▶ [TASK DETAILS]:
Edit the records below by replacing every occurrence of "Tag each instance" with "Mark every instance" and leaving everything else unchanged.

[Dataset records on object locations]
-- start --

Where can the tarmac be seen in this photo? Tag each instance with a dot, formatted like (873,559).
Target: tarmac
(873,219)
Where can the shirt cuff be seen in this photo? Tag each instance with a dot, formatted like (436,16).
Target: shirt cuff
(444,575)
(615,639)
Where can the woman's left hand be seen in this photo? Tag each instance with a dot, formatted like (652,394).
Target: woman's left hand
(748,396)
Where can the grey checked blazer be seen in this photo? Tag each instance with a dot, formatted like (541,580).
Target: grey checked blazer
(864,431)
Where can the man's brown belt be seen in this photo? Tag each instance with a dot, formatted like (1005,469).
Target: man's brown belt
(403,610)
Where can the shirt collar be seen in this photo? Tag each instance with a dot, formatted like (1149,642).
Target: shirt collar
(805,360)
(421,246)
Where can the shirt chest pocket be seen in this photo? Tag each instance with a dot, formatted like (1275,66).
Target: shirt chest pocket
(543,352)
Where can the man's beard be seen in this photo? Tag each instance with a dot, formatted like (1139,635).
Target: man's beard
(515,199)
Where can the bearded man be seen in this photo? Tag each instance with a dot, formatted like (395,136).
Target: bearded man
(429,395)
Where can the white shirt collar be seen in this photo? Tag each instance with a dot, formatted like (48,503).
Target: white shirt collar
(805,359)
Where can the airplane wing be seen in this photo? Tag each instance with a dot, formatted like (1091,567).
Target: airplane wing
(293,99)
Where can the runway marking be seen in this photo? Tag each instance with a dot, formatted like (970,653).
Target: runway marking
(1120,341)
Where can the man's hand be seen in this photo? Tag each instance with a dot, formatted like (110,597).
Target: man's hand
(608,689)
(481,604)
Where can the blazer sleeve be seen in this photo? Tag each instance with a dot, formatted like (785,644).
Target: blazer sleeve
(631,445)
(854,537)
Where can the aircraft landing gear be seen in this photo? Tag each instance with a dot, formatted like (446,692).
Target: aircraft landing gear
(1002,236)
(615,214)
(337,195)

-- end --

▶ [EXERCISE RESULT]:
Where can the tarmac be seen in this photo? Mark every instance with a dot, formatted like (873,559).
Target: tarmac
(873,219)
Where can the shirt cuff be seen in this photo? Mark every instance with a dot, formatted like (436,16).
Target: shirt cuff
(444,575)
(615,639)
Where can the woman's left hand be seen in this photo? Mark every instance with a dot, formatted like (652,394).
Target: woman's left hand
(748,396)
Where can the grey checked blazer be seen in this photo? Mark every instance with a dot, formatted like (541,580).
Target: grey checked blazer
(864,431)
Where can the man's brown belt be seen in this photo? Mark every instance with a dot, formatted like (1005,469).
Target: man's brown belt
(403,610)
Where can the shirt collar be seen in this photo? Mark every instance with a dot, formatted like (1149,642).
Target: shirt collar
(805,360)
(421,246)
Where can the shirt chest pocket be seen in this photo? Mark every instance with a dot, formatted like (1275,66).
Target: shirt chest pocket
(543,352)
Where can the man's beard be seen in this photo? Mark every instance with a dot, formatted like (1139,635).
Target: man's beard
(515,199)
Where can the bearded man be seen in this photo? Mark every instance with a dot, formatted like (395,136).
Target: bearded man
(429,395)
Where can the white shirt collar be seen in this photo? Mark every instance with a dot, formatted like (48,503).
Target: white shirt collar
(805,359)
Where can the airplane wing be seen in this photo? Mark every instance with a dot, formatted like (1091,567).
Target: airplane wing
(293,99)
Where can the runway marking be seen in this photo? Mark every instance with a dot, formatted like (970,653).
Target: runway marking
(1120,341)
Where can the man's hand be seen in this photo? Mark every instance with a dot, formatted like (110,597).
Target: man's hand
(608,689)
(481,604)
Where can the blazer sleeve be seen in this photo? Mark every instance with a dot, formatted like (785,644).
Target: blazer sleeve
(631,445)
(854,537)
Where can the aircraft landing gear be seen in this photo? Mark every instance with a dot, formatted like (446,692).
Target: aircraft landing gear
(1002,236)
(615,214)
(337,195)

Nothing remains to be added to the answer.